▶ APPLY WHAT YOU READ
A. Translate this sentence from the news excerpt about Sanchez into Spanish: "He said he would announce his decision on Monday."
B. Continue the news excerpt about Sanchez and the Madrid court investigation into his wife, picking up after its final sentence.

▶ QUOTED PASSAGE
Sanchez said Wednesday in a letter posted on X, formerly Twitter, that he would suspend his public schedule while he decides whether he wants to continue leading the government after a Madrid court opened an investigation into his wife Begona Gomez for suspected influence peddling and corruption.

He said he would announce his decision on Monday.

The court made the move in response to a complaint by Manos Limpias (Clean Hands), an anti-corruption pressure group whose leader is linked to the far right.

“I need to pause and think,” Sanchez wrote in a four-page letter posted on his X account. “I urgently need an answer to the question of whether it is worthwhile... whether I should continue to lead the government or renounce this honor.”

Online news site El Confidencial said investigators were probing Gomez’s ties to several private companies that received government funding or won public contracts.

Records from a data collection
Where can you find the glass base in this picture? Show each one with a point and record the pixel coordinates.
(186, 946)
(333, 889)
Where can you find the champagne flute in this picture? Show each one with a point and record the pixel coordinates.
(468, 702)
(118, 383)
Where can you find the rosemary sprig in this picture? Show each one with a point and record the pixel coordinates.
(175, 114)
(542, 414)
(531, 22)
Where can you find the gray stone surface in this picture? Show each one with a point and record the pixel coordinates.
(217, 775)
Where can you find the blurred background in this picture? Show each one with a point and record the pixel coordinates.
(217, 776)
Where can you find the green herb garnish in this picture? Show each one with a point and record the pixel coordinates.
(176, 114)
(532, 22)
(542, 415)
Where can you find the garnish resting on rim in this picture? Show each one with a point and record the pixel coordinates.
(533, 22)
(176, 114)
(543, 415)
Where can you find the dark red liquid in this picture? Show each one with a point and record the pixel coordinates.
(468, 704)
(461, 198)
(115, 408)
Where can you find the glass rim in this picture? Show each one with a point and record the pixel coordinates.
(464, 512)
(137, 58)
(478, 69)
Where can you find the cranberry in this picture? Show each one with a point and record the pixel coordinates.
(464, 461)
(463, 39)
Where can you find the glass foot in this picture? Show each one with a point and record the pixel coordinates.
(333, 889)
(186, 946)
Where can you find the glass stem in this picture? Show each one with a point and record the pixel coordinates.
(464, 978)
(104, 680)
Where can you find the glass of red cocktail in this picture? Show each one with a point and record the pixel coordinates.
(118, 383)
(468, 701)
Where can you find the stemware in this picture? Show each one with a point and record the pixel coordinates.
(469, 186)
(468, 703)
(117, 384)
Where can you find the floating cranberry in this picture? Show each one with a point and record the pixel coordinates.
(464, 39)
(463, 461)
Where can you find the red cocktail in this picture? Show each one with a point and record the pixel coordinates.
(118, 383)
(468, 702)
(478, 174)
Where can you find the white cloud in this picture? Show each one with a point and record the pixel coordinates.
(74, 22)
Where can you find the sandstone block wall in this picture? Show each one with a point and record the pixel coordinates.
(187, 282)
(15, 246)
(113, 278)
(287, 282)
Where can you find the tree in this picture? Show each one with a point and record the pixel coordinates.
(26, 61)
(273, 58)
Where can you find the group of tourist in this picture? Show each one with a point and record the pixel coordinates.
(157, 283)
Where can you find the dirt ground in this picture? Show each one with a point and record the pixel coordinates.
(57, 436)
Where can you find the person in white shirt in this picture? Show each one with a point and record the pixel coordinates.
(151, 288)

▶ ANSWER SECTION
A. Dijo que anunciaría su decisión el lunes.

B.
The site said the probe was linked to the alleged ties which Gomez - who does not hold public office and maintains a low profile - had with Spanish tourism group Globalia, which owns Air Europa.

It said she had twice met with Javier Hidalgo, Globalia’s CEO at the time, when the carrier was in talks with the government to secure a huge bailout, after it was badly hit by the plunge in air traffic due to the COVID-19 crisis.

In his letter, Sanchez defended his wife’s innocence and said she would cooperate with the investigation.